§ Task inputs

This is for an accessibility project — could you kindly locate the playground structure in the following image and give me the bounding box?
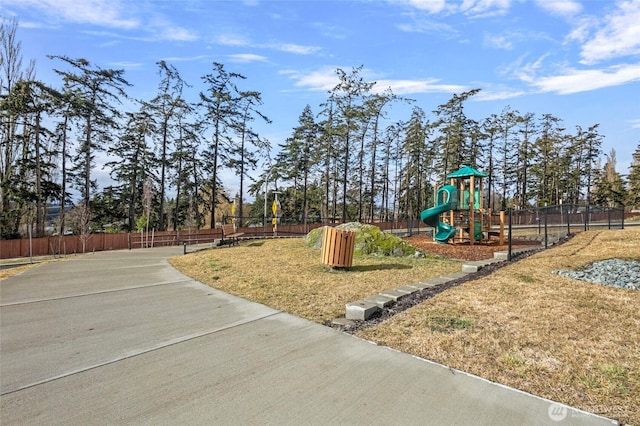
[421,166,504,245]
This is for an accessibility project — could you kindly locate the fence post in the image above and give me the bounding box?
[507,208,512,261]
[584,205,589,231]
[621,209,625,229]
[544,206,548,249]
[608,208,611,229]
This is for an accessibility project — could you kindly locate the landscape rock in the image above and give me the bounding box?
[553,259,640,290]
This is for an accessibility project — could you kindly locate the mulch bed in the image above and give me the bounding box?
[403,234,540,261]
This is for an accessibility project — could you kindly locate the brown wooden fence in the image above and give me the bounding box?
[1,229,221,259]
[0,222,419,259]
[3,209,630,259]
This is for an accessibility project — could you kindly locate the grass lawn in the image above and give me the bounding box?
[169,238,462,323]
[0,257,59,280]
[357,229,640,425]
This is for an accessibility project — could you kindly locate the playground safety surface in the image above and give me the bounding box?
[404,234,540,261]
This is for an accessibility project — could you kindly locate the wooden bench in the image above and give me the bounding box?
[220,223,244,246]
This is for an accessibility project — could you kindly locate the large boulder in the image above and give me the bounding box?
[305,222,421,257]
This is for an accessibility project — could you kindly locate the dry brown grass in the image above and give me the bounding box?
[169,238,461,323]
[0,260,56,280]
[357,229,640,425]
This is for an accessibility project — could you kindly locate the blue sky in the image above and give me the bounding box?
[4,0,640,196]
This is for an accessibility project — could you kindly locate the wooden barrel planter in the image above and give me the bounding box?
[321,227,356,269]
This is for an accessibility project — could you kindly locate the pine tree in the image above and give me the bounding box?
[497,106,519,209]
[329,66,375,222]
[432,89,481,182]
[592,149,626,207]
[399,107,432,221]
[276,105,318,224]
[145,60,189,231]
[229,90,271,226]
[198,62,245,228]
[626,144,640,209]
[481,114,500,211]
[49,56,131,209]
[105,110,155,231]
[515,112,536,209]
[531,114,565,205]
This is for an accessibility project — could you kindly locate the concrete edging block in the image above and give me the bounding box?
[379,289,407,301]
[462,264,481,273]
[345,301,380,320]
[365,295,396,308]
[414,281,437,290]
[395,285,420,295]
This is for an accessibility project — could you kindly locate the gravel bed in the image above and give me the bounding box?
[554,259,640,290]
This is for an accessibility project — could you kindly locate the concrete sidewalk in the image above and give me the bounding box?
[1,247,616,425]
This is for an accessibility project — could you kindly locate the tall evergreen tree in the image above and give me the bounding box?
[626,144,640,209]
[170,106,203,230]
[198,62,244,228]
[531,114,565,205]
[329,66,375,222]
[0,17,36,238]
[276,105,318,224]
[481,114,501,211]
[105,110,155,231]
[432,89,481,181]
[145,60,189,230]
[592,149,626,207]
[497,106,519,209]
[515,112,536,208]
[400,107,431,221]
[229,90,271,226]
[49,56,131,208]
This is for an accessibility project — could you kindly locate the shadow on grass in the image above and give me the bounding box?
[349,263,412,272]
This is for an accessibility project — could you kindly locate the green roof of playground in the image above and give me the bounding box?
[447,166,488,179]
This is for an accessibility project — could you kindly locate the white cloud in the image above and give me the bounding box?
[564,16,598,44]
[160,55,211,63]
[629,118,640,129]
[227,53,268,63]
[271,43,321,55]
[483,32,514,50]
[160,26,198,42]
[459,0,513,17]
[388,0,447,13]
[532,62,640,94]
[5,0,139,29]
[499,53,550,83]
[285,67,466,96]
[374,78,467,95]
[579,0,640,65]
[396,18,457,35]
[533,0,582,16]
[286,67,340,91]
[474,88,527,101]
[107,61,144,70]
[215,33,250,47]
[214,35,320,55]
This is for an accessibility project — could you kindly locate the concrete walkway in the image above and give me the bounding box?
[1,247,616,425]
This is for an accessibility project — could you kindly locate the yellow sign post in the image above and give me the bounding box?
[271,192,281,236]
[231,200,235,224]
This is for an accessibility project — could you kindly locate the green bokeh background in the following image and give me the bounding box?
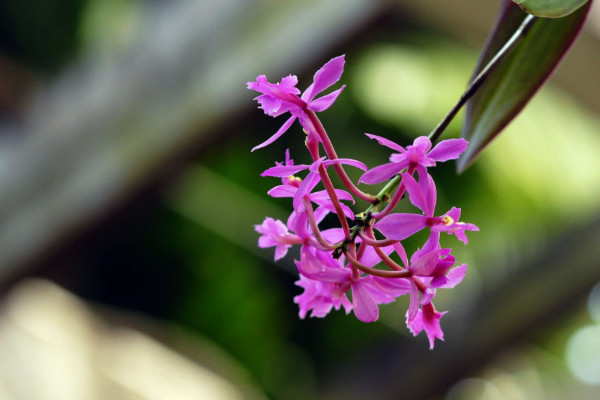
[1,1,600,399]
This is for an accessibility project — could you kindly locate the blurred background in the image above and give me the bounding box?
[1,0,600,399]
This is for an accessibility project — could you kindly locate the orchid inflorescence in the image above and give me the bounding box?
[248,55,478,349]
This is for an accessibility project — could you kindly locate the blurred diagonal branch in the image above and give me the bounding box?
[0,0,384,281]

§ Work instruction
Please set down the lines above word for word and leave out the pictures.

§ Output for this task
This is for an accessibility project — could you kindly locate the playground structure in the following image and give me the bounding box?
[421,166,504,245]
This is for an accessibility project — could you kindly locate the fence post in the image above and give me the bounding box?
[507,208,512,261]
[584,205,589,231]
[621,209,625,229]
[544,206,548,249]
[608,208,611,229]
This is for an accessibility project — could you kindly locate the landscape rock in the image above and give me the bounding box?
[553,259,640,290]
This is for an accessibility project — could you kindly locate the mulch bed in the image above and give me the bounding box?
[403,234,540,261]
This is for an accessibility project — could you kindly locate the brown wooden fence in the image above and give me the bounding box?
[1,229,221,259]
[0,222,419,259]
[3,209,630,259]
This is for an accessibility project — could you kindly locate the grass lawn in the image above and give me the bounding box?
[169,238,462,323]
[0,257,59,280]
[357,229,640,425]
This is for an accessibility project — could you kindly locate the playground safety surface in the image above and give me the bounding box?
[404,234,540,261]
This is for an accessibility project — could you kindly locate the wooden bench in the image above and give me the bounding box?
[220,223,244,246]
This is for an accessibility project — could you kindly locate the large boulder in the image above and give me the bounding box?
[305,222,421,257]
This is for an accessibility project — could you kindly locate the dry brown grass in the image above and give me the bounding box?
[169,238,461,323]
[0,260,56,280]
[357,229,640,425]
This is for an accessibility project — could you kindly locate the blue sky in the image above and give me the bounding box?
[4,0,640,196]
This is for an accessibility project — could you kindly locate the wooden barrel planter in the image above and give me the bounding box?
[321,227,356,269]
This is for an accessibility project — could you kindly locate the pine tree in the image above and give me the bounding box?
[497,106,519,209]
[329,66,375,222]
[432,89,481,182]
[592,149,626,207]
[399,107,432,221]
[276,105,318,224]
[145,60,189,231]
[229,90,271,226]
[198,62,245,228]
[626,144,640,209]
[481,114,500,211]
[49,56,131,209]
[105,110,155,231]
[515,112,536,209]
[531,114,565,205]
This is for an accessibility project — could you kindly locate the concrete edging block in the image above and give me the bounding box?
[379,289,407,301]
[462,264,481,273]
[345,301,380,320]
[365,295,396,308]
[414,281,437,290]
[395,285,420,295]
This is for an accessibility project — could you kindly locate the gravel bed in the image above and give me the bounding box?
[554,259,640,290]
This is for an accessibility project — could you kindly locate the concrete sidewalk in the image above and give me the bounding box?
[1,247,616,425]
This is for an accessibility project — could you kindly locate the tall evergreen tree in the image above and give me the bounding box?
[626,144,640,209]
[170,106,203,230]
[198,62,244,228]
[531,114,565,205]
[329,66,375,222]
[0,17,36,238]
[276,105,318,224]
[481,114,501,211]
[105,110,155,231]
[432,89,481,181]
[145,60,189,230]
[592,149,626,207]
[497,106,519,209]
[515,112,536,208]
[400,107,431,221]
[229,90,271,226]
[49,56,131,208]
This is for an accessibility project — could you kindly locate the shadow on grass in the image above and give me the bounding box?
[349,263,412,272]
This is for an accessibility project — could you kindly locate the green roof of playground in the image above and give me the bounding box?
[447,166,488,179]
This is for an accessibility project — could you kindly locate the white cloud in the image above and give me the bounding box?
[564,16,598,44]
[160,55,211,63]
[629,118,640,129]
[227,53,268,63]
[271,43,321,55]
[483,32,514,50]
[160,26,198,42]
[459,0,513,17]
[388,0,447,13]
[532,62,640,94]
[5,0,139,29]
[499,53,550,83]
[285,67,466,96]
[374,78,467,95]
[579,0,640,65]
[396,18,457,35]
[533,0,582,16]
[286,67,340,91]
[474,88,527,101]
[107,61,144,70]
[215,33,250,47]
[214,35,320,55]
This is for an accessibility project — could you kindly locate the concrete walkway in the image above and give me the bounding box?
[1,247,616,425]
This is for an accessibility project — could you kindly locate the yellow sign post in the image above and give me the bounding box?
[271,192,281,236]
[231,200,235,224]
This is for an accessibility project — could you kindly locate the green bokeh background in the following image and give me the bounding box?
[1,1,600,399]
This is for an accessibility project — could you kindly locate the blurred background in the image above and give me the bounding box?
[1,0,600,399]
This is for an accessibility project — could you kindly locate the orchid inflorescence in the image above and give me the bounding box?
[248,55,478,349]
This is for an accessibility project — could you kindly locate the blurred diagonal branch in the image above and give me the bounding box?
[0,0,384,281]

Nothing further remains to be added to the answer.